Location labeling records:
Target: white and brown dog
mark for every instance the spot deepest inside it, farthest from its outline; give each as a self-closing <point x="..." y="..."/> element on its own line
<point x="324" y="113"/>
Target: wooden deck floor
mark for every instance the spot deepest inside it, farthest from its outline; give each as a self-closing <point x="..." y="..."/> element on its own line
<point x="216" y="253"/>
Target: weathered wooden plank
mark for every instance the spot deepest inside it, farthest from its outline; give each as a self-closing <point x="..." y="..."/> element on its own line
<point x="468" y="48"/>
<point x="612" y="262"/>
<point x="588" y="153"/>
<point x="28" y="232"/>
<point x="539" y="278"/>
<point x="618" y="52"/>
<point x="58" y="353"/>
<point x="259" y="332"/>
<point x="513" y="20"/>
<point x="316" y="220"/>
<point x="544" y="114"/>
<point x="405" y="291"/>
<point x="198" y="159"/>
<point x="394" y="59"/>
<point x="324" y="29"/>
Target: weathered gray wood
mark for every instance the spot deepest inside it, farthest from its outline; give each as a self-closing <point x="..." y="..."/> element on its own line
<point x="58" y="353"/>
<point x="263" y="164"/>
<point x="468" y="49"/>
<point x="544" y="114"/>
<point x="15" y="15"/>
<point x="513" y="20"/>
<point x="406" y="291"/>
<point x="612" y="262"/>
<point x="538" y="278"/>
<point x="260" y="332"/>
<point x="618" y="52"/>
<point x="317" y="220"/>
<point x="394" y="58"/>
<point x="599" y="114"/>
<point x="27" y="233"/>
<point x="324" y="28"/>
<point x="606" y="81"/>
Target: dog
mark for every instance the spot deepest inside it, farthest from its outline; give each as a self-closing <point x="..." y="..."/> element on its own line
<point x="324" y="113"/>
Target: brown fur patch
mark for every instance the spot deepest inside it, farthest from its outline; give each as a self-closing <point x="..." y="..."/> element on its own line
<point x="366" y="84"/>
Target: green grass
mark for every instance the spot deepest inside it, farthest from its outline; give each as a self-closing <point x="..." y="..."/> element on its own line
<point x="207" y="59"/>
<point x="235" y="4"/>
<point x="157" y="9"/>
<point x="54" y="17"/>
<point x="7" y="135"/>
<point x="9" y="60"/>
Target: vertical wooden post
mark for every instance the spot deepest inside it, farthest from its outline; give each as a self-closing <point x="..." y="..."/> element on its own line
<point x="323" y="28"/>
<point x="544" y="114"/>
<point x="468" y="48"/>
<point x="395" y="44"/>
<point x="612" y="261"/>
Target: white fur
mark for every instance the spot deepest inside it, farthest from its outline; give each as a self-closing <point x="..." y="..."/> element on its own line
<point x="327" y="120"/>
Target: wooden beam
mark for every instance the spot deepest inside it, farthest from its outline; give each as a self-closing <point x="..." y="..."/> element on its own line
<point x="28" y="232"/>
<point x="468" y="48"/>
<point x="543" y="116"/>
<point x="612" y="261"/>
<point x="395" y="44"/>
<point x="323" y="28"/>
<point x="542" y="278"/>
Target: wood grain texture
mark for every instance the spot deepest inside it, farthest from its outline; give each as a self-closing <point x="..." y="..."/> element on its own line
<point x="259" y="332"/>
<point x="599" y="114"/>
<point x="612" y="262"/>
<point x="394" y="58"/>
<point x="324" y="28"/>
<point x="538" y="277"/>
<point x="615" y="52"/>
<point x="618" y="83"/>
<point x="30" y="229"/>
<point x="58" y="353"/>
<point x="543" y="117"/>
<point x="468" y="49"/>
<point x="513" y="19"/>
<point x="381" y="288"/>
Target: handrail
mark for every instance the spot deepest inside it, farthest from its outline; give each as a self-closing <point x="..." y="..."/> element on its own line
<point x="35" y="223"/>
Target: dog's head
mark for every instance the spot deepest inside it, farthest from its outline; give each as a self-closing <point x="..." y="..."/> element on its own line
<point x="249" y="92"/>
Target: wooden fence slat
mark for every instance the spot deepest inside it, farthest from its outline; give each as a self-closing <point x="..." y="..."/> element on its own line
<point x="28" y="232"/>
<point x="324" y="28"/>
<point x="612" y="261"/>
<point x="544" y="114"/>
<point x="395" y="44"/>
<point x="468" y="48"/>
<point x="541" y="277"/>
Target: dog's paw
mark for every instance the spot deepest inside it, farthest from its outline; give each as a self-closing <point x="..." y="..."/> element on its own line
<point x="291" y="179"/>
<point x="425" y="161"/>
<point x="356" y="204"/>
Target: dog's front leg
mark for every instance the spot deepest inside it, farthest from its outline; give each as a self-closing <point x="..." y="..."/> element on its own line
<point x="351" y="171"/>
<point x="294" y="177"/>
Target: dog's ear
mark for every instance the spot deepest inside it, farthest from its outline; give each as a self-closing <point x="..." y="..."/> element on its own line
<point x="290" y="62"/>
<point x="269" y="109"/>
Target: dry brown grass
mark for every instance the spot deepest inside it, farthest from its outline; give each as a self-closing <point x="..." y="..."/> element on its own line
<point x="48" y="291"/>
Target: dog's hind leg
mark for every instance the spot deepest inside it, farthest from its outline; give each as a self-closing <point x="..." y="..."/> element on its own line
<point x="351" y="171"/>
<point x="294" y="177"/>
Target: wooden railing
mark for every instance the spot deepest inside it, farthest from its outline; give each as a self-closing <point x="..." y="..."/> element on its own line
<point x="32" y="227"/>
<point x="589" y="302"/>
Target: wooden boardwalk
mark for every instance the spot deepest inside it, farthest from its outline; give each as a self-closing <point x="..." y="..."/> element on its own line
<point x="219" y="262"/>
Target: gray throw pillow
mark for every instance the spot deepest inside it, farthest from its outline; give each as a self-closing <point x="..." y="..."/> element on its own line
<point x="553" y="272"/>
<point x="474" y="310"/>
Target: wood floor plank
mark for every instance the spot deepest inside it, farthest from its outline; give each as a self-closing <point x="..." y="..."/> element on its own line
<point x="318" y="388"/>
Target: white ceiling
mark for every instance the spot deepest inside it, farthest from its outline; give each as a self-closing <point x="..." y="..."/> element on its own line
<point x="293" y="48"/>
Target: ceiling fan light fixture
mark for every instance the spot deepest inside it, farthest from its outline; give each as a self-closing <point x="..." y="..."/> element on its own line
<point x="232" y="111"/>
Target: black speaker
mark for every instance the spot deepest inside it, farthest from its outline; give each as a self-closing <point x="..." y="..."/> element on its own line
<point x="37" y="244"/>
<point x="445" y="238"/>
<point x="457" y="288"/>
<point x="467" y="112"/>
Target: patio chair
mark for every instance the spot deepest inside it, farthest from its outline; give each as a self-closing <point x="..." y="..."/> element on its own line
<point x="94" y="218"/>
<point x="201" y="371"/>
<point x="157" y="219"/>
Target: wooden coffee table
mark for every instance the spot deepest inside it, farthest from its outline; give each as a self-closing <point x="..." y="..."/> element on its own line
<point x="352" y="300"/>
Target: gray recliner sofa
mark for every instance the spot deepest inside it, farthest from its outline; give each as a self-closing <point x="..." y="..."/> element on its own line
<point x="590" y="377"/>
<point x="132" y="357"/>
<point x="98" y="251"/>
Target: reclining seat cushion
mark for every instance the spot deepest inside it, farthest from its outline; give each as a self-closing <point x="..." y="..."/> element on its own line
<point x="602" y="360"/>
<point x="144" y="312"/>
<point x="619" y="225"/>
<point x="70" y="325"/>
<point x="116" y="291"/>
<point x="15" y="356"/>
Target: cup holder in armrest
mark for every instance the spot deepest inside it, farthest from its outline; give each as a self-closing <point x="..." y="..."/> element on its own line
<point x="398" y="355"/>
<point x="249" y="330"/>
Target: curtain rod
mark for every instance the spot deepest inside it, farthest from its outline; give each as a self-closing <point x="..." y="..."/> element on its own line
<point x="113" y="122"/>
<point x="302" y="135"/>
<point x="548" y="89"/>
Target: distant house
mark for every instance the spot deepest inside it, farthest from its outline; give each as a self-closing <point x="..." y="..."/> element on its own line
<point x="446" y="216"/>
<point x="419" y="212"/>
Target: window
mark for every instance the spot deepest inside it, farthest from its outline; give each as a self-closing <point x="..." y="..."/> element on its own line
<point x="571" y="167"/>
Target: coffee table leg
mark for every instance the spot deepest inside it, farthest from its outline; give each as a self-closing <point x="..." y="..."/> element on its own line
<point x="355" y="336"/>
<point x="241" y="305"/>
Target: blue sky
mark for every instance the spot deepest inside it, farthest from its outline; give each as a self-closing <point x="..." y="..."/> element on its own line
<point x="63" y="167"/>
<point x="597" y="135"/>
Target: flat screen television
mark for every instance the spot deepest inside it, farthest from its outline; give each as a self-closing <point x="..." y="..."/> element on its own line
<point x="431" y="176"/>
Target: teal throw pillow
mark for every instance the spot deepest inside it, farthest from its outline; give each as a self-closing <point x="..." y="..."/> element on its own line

## Exercise prompt
Copy the material word for word, beginning at the line that contains "Target: teal throw pillow" and continuing through its final line.

## Result
Target: teal throw pillow
mark for every instance the spot deepest inside it, farthest from its outline; give each as a self-closing <point x="..." y="..."/> element on its own line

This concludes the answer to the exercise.